Instruction =
Lay out every line of the material below as a numbered list, skipping any blank lines. Leave the pictures out of your answer.

··· Exercise input

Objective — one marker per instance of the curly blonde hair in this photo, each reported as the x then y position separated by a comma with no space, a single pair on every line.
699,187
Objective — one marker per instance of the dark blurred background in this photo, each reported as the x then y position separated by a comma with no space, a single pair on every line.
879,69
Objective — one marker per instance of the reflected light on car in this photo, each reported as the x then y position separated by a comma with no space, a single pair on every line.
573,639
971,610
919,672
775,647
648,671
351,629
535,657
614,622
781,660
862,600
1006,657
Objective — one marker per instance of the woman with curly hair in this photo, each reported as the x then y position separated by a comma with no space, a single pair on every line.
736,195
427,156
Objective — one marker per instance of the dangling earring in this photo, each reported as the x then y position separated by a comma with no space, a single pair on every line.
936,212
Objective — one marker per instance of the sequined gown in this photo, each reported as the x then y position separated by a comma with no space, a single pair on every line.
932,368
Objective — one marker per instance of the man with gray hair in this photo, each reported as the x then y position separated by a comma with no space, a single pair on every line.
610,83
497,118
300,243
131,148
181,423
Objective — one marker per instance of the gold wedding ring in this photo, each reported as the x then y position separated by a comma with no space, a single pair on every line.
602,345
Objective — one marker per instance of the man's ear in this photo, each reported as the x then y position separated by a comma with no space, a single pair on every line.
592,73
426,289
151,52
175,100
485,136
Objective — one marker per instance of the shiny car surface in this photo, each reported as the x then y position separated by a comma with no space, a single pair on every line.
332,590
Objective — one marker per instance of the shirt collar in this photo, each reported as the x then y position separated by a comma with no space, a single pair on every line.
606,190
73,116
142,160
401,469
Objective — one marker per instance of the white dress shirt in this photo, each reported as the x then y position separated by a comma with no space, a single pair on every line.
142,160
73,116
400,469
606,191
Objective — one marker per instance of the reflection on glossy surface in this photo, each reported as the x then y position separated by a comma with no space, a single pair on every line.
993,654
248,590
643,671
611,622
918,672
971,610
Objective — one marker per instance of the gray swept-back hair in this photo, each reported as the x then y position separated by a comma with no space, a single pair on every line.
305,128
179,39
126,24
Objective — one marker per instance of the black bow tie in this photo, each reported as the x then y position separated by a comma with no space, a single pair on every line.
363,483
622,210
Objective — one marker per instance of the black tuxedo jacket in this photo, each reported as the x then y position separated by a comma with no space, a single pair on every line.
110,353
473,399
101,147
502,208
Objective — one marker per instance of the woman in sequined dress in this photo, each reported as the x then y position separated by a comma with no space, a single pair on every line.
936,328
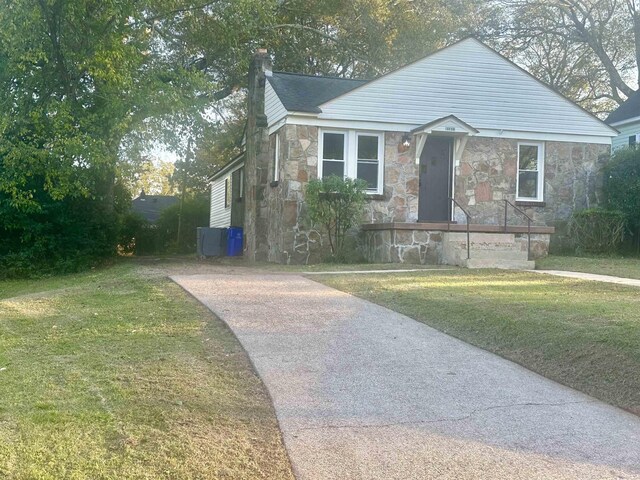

······

Output of the exercise =
1. Objective — one marker per instance of the curly blonde hair in this photo, each reported as the x then y position separated by a comma with no space, a single pair on every line.
2. 699,187
3. Objective — one marker per instance of the dark blurred background in this photo, each reported as the x then y position separated by a comma with no space, a single pair on every line.
4. 879,69
5. Objective — one marker per instance of the reflected light on car in this photo, each reported as the x then y position separated by a comma with no space, a single pair on every line.
6. 573,639
7. 971,610
8. 919,672
9. 775,647
10. 648,671
11. 351,629
12. 535,657
13. 614,622
14. 781,660
15. 862,600
16. 1006,657
17. Objective — one marker per instance of the woman with curly hair in this photo, each reported as the x then y position separated by a comma with no space, a single pair on every line.
18. 736,195
19. 427,156
20. Objective — one marker per instance of the dangling earring in this photo, each reported as the x then y position separated by a comma with no space, a single pair on every line.
21. 936,212
22. Objective — one marker per instance of the sequined gown in this photo, each reported as the x then y position separated by a comma with no space, a single pair on every line.
23. 932,368
24. Objective — one marker per instance of the man with gray hair in this photo, each reported as the x then y position separated by a comma with no space, a single pair on every line.
25. 610,83
26. 497,118
27. 300,243
28. 131,148
29. 181,423
30. Objective — one marker per instance of the gold wedding ring in this photo, each reported as the x then y position separated by a comma with no space, a single pair on every line.
31. 602,345
32. Objective — one marker per instance of the man's ear in this photo, each reported as the x then y position separated by a comma with no space, a single pair on every line.
33. 592,73
34. 426,289
35. 151,52
36. 175,100
37. 485,136
38. Objective — one marker per instance of the shiny car surface in this photo, each reported as the x then y position separated by a comma with no space, a single pair on every line.
39. 332,590
40. Objective — one marker per instance of the shirt collar in this photo, each reported as the x then y position separated by a comma with no space, a single pair on every line.
41. 606,190
42. 73,116
43. 142,160
44. 401,469
45. Objective — one marker per instance of the white dress shirt in this photo, each reported as the x then y position separated by a comma with no space, a single pair on every line.
46. 142,160
47. 73,116
48. 400,469
49. 606,191
50. Objective — one marker per instance of the reflection on glossy surface in this photo, each reported as the x then y position separated by a comma with no space, a single pair on every line.
51. 993,654
52. 248,590
53. 643,671
54. 611,622
55. 918,672
56. 971,610
57. Objective — one marker per instance of the gray swept-back hair in this photo, each reported as the x then y position separated by a comma with no space, a single pair on every line.
58. 305,128
59. 179,39
60. 126,24
61. Objective — one marker per instance of the black bow tie in this photo, each reported as the x then y position separated by a comma with no space, a single pair on every line.
62. 363,483
63. 622,210
64. Objective — one marker per instance of the black tuxedo jacket in this photo, each reported as the x then y position separated by a comma with no space, a single pair on every line.
65. 110,353
66. 473,399
67. 101,147
68. 502,208
69. Objective — one marker per instance of the woman in sequined dress in this photo, each reported as the x then y position separated by a comma with no space, a single pair on every line.
70. 936,328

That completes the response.